▶ _Record excerpts_:
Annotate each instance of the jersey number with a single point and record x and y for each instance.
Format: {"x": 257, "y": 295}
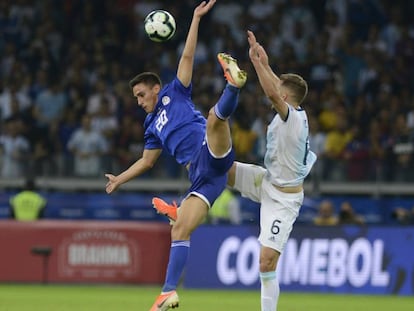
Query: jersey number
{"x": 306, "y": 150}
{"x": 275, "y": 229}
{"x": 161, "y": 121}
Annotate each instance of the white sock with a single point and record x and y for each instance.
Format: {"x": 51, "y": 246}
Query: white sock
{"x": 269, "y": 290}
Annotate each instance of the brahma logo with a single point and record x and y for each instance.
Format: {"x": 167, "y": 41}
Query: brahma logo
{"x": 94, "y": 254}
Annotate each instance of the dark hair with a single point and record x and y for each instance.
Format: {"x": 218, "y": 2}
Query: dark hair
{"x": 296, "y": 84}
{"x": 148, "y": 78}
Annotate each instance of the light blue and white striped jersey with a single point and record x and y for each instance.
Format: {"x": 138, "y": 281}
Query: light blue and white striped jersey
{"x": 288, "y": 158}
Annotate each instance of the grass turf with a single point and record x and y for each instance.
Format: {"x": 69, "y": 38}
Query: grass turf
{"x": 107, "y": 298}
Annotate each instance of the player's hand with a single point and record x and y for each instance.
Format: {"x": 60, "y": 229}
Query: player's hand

--

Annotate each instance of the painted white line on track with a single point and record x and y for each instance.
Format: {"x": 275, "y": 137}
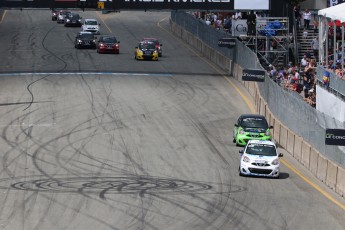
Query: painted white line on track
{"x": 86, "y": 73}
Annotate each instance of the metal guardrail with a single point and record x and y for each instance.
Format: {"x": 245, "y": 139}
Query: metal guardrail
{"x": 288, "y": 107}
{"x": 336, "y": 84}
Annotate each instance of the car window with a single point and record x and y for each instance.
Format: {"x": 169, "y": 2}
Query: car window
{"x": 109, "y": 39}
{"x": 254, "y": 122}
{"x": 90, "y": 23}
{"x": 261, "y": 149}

▶ _The problem_: Could you copy every line in the records that holds "player"?

▶ _Written response_:
Annotate each instance of the player's hand with a single point and record x and y for each instance.
Query: player's hand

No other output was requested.